• **Exercise requirements**
Look through the data below. Collect every line where the word "tree" occurs.

(Point localization data)
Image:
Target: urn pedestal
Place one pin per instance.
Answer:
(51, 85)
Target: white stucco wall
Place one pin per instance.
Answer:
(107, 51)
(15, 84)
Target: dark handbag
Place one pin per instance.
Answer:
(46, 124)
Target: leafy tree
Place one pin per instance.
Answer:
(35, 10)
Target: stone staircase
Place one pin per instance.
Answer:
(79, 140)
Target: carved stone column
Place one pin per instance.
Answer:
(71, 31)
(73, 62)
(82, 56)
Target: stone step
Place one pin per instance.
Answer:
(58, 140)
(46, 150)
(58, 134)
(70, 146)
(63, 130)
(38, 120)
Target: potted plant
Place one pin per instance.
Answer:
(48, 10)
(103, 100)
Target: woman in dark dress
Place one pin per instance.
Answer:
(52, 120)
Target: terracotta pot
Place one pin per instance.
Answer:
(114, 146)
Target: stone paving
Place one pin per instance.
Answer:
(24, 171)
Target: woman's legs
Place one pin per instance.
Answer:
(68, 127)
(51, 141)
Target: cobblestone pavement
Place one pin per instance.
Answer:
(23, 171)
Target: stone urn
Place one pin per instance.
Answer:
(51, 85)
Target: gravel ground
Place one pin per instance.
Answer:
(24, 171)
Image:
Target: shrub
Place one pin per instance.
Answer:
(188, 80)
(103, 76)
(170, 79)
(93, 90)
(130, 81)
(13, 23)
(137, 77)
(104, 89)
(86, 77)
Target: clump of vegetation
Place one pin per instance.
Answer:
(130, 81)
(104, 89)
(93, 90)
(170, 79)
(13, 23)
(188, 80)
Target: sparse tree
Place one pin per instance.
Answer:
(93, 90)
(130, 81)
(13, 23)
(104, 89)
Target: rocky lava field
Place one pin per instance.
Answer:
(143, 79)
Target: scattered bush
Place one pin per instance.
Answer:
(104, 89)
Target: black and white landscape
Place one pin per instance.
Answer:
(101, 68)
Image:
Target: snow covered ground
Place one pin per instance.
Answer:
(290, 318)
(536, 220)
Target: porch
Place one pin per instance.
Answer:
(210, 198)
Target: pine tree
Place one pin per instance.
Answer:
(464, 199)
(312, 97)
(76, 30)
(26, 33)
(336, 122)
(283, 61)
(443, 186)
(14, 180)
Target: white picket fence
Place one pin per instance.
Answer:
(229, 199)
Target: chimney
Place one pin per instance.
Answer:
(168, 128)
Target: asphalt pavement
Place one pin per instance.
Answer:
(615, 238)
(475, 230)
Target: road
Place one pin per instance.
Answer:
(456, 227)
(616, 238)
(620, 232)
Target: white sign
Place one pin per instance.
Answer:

• **Exercise solution**
Target: leafy tree
Target: sparse tree
Target: pine tree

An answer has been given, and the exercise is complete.